**WHAT NEEDS TO BE DONE:** Gather every line in the records below that contains the word "belfry", and treat uppercase and lowercase as different.
···
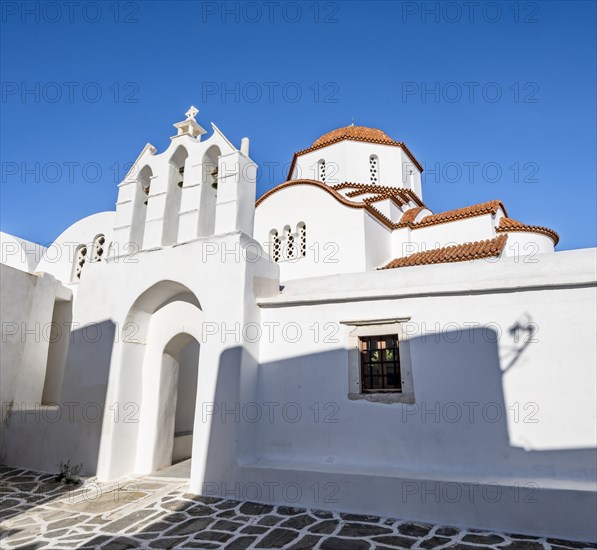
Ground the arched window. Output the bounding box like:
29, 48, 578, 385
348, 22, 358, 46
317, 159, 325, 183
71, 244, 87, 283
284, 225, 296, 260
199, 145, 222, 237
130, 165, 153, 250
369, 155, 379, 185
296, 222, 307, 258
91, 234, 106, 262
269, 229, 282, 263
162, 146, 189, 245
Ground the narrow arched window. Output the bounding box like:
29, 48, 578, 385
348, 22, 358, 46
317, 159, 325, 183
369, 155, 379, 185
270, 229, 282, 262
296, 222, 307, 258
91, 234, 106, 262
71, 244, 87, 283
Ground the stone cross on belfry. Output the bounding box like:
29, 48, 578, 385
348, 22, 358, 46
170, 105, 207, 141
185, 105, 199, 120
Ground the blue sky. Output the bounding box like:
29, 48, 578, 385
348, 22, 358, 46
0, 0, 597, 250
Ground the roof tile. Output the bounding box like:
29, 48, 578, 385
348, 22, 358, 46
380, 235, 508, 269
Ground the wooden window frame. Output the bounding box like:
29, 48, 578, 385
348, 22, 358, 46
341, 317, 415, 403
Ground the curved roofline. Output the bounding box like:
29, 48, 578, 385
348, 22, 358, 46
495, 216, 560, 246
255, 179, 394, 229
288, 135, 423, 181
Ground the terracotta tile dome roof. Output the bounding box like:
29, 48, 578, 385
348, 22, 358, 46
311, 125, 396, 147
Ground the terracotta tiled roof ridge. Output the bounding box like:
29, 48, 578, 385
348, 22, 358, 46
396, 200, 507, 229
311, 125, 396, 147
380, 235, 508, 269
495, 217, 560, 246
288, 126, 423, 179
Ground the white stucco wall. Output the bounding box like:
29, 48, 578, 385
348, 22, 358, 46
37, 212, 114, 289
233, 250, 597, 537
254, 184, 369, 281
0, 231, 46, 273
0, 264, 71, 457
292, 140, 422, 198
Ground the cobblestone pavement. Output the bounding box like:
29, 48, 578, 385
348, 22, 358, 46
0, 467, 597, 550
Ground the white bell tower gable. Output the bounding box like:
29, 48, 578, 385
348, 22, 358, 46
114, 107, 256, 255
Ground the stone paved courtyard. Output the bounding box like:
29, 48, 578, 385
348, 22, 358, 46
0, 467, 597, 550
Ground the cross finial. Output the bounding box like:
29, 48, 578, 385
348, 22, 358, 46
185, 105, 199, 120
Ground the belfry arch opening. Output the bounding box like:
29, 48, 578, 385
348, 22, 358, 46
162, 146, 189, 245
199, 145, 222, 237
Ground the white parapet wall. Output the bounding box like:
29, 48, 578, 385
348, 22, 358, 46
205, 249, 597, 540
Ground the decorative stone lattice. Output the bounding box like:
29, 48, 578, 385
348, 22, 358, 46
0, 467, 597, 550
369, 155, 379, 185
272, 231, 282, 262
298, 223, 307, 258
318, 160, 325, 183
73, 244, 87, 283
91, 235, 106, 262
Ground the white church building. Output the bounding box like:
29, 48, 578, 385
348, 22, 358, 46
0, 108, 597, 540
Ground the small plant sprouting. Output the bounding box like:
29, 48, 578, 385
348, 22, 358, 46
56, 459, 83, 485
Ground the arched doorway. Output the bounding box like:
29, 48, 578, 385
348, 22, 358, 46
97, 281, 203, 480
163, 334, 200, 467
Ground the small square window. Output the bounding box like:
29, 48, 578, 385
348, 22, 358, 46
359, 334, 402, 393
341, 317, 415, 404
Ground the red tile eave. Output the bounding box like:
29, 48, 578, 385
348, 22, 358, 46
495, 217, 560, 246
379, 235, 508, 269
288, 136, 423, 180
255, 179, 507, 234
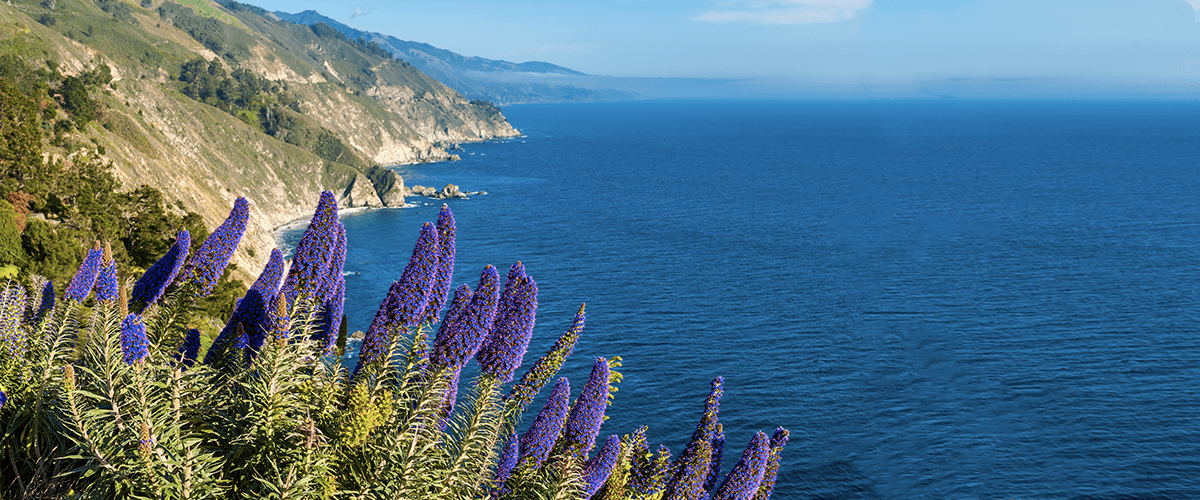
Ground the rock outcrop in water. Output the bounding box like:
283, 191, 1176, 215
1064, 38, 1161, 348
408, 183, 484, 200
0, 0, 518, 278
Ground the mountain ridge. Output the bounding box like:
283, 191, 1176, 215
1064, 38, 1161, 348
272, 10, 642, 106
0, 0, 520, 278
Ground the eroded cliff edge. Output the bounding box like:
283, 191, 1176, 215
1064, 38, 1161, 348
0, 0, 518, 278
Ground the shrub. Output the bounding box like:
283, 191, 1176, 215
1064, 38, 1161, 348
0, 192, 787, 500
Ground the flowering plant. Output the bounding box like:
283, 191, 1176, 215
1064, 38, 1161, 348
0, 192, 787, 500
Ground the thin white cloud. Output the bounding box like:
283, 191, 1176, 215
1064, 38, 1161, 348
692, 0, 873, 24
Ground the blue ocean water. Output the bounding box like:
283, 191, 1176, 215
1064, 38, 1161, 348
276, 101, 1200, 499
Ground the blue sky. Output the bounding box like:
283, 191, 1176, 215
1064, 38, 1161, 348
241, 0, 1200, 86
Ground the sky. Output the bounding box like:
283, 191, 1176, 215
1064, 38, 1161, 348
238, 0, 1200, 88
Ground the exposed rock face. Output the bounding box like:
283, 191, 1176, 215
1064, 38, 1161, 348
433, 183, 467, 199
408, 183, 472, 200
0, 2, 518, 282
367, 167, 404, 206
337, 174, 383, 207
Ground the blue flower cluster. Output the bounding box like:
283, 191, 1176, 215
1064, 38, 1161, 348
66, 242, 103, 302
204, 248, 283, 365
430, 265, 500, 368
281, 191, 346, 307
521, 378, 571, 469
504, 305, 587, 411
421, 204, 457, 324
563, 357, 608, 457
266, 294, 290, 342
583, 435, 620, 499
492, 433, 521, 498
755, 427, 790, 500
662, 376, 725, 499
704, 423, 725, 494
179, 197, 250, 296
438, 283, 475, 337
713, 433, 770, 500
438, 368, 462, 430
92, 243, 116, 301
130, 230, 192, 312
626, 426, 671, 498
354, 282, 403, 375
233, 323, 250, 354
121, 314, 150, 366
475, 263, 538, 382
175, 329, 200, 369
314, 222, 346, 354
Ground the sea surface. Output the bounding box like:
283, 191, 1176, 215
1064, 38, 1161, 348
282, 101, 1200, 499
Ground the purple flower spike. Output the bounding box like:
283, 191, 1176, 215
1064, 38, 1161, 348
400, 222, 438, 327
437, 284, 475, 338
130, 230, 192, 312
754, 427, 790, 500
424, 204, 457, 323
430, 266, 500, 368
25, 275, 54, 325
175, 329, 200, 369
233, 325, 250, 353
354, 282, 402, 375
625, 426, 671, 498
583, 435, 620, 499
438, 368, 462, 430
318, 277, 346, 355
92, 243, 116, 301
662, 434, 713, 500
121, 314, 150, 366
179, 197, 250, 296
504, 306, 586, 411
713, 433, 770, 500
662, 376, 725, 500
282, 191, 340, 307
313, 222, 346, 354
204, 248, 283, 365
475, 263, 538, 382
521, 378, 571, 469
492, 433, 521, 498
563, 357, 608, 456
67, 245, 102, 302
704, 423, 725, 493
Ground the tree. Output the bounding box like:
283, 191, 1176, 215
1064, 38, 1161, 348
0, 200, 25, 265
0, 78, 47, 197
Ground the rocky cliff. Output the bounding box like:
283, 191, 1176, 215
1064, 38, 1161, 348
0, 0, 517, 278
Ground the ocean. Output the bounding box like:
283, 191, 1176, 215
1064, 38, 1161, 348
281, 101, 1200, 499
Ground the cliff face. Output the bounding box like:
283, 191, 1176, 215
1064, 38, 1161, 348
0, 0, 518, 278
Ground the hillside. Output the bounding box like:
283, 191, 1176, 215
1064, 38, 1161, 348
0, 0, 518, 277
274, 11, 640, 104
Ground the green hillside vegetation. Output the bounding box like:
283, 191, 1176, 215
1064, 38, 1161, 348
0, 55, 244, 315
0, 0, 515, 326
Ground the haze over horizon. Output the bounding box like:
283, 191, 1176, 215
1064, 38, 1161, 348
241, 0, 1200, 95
···
**FINISHED TASK:**
Ground the stone cross on belfry. Output the bounding box like:
Ground the belfry arch opening. Output the bounding box like:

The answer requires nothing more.